--- START Input data ---

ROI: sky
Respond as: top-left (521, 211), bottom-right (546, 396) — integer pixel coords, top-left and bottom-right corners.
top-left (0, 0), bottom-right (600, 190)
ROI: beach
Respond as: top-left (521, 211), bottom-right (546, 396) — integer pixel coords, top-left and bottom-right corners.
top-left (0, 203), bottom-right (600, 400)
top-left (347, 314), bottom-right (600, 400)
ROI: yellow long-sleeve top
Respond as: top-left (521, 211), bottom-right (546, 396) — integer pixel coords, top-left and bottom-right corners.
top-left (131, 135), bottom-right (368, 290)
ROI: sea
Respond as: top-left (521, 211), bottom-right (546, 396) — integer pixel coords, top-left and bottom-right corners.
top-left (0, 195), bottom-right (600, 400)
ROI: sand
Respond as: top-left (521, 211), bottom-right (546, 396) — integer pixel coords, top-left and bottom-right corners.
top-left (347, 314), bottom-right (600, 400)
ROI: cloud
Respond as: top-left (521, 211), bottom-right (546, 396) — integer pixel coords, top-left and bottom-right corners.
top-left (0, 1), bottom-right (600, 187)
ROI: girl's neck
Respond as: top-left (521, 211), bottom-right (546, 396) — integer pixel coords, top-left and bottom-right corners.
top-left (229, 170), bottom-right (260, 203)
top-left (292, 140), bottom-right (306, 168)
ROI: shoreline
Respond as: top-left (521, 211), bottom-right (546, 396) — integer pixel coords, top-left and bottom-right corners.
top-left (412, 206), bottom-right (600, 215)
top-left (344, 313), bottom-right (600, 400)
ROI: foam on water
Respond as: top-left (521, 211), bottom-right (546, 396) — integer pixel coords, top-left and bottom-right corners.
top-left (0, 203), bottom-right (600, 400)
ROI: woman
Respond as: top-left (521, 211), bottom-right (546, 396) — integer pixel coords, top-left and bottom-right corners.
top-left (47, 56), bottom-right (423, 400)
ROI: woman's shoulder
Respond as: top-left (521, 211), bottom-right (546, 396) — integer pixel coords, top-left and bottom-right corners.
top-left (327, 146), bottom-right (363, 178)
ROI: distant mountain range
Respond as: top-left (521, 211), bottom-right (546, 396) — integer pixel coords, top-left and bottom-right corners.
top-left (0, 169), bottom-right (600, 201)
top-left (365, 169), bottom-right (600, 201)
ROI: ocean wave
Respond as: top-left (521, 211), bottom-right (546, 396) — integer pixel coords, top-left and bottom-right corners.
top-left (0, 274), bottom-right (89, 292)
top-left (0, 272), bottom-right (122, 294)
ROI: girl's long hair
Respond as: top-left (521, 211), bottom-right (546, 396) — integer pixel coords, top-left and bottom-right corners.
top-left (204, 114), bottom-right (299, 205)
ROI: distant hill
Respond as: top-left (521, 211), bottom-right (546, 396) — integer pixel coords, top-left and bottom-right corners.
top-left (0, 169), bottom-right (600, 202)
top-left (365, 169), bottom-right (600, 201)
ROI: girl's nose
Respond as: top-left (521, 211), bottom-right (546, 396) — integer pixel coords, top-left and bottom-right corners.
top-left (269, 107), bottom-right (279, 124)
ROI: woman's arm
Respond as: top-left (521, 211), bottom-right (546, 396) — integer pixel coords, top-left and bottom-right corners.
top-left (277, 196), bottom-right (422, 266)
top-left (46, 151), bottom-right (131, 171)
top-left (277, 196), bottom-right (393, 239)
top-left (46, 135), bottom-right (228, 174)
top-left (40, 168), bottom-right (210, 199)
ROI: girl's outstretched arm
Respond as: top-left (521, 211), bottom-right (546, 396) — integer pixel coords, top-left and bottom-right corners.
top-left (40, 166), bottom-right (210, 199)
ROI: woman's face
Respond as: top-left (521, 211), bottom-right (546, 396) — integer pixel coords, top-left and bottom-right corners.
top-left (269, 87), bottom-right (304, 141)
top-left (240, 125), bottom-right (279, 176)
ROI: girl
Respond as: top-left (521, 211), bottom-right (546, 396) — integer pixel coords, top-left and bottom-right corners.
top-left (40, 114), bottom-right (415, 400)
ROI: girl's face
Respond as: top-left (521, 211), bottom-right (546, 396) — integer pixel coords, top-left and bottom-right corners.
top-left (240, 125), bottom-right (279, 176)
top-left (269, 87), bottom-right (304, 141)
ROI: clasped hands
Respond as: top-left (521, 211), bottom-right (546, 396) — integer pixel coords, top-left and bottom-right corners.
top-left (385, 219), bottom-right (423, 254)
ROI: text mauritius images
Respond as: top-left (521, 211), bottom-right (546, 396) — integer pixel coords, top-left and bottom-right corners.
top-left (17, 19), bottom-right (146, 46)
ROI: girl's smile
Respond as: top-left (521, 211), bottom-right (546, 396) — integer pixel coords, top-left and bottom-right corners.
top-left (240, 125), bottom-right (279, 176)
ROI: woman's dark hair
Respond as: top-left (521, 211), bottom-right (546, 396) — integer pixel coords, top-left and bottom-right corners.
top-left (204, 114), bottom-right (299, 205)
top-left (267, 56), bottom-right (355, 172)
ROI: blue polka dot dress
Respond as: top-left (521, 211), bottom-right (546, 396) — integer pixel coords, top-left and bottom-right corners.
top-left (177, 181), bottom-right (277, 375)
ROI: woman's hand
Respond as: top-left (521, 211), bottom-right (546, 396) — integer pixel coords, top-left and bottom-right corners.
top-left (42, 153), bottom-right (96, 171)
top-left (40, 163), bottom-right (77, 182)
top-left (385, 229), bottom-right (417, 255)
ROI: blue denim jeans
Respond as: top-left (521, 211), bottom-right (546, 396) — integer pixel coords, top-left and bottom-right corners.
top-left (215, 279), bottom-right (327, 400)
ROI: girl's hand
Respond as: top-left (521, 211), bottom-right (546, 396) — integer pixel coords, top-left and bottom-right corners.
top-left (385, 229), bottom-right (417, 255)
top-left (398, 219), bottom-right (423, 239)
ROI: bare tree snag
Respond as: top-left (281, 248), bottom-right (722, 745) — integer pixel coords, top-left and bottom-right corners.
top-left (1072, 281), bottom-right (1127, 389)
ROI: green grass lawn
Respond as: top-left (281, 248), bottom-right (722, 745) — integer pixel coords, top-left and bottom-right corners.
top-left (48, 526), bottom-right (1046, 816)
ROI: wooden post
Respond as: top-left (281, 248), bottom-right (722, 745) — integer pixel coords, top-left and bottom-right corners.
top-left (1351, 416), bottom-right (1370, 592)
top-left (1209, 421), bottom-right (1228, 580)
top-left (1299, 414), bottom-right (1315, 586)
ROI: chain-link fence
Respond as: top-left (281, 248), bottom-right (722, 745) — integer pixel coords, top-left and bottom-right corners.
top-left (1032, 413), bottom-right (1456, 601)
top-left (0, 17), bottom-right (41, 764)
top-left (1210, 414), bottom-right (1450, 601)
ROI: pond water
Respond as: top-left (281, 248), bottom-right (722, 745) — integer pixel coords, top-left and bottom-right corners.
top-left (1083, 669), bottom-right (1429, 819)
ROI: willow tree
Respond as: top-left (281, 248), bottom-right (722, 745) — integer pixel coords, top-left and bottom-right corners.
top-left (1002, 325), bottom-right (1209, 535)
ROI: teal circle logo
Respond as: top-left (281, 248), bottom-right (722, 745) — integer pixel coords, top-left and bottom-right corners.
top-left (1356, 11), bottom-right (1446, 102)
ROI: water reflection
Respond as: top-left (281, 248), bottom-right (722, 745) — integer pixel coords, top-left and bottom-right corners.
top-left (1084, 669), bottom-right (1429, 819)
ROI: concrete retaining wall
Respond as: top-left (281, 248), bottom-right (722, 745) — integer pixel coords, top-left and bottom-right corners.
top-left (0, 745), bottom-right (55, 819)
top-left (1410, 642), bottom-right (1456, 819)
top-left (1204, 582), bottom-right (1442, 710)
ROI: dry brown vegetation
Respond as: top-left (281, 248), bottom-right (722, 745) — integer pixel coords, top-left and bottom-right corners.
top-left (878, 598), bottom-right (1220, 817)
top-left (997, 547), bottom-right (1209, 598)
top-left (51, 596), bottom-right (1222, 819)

--- END Input data ---

Set task>
Retype the part of the items above that opens with the line containing "ROI: shoreline" and closes with the line containing "top-left (269, 107), bottom-right (279, 124)", including both of those lines.

Result of this task>
ROI: shoreline
Respond as: top-left (521, 211), bottom-right (546, 396) — integer pixel coords, top-left and bottom-right corners.
top-left (412, 206), bottom-right (600, 215)
top-left (344, 313), bottom-right (600, 400)
ROI: foam on water
Respond as: top-left (521, 211), bottom-right (546, 396) — integer pixel coords, top-left and bottom-right corners.
top-left (0, 203), bottom-right (600, 400)
ROI: woman
Respond as: top-left (521, 211), bottom-right (546, 396) — integer pixel coords, top-left and bottom-right corners.
top-left (47, 56), bottom-right (423, 400)
ROI: woman's shoulder
Respond as: top-left (521, 211), bottom-right (546, 396) — integer pixel coords, top-left and bottom-right corners.
top-left (327, 146), bottom-right (363, 178)
ROI: distant mountain range
Respond as: top-left (521, 211), bottom-right (546, 396) — integer pixel coords, top-left and bottom-right corners.
top-left (0, 169), bottom-right (600, 201)
top-left (365, 169), bottom-right (600, 201)
ROI: ocean wave
Respond as: top-left (521, 211), bottom-right (546, 396) — integer pixel coords, top-left and bottom-right corners.
top-left (0, 274), bottom-right (89, 292)
top-left (0, 272), bottom-right (122, 294)
ROI: girl's long hair
Respond as: top-left (521, 211), bottom-right (546, 396) — integer pixel coords, top-left and bottom-right corners.
top-left (204, 114), bottom-right (299, 205)
ROI: distant hill
Respond as: top-left (521, 211), bottom-right (546, 396) — integer pixel coords, top-left and bottom-right corners.
top-left (0, 169), bottom-right (600, 202)
top-left (365, 169), bottom-right (600, 201)
ROI: girl's nose
Respond as: top-left (521, 211), bottom-right (546, 396) — integer pixel coords, top-left and bottom-right corners.
top-left (269, 107), bottom-right (279, 124)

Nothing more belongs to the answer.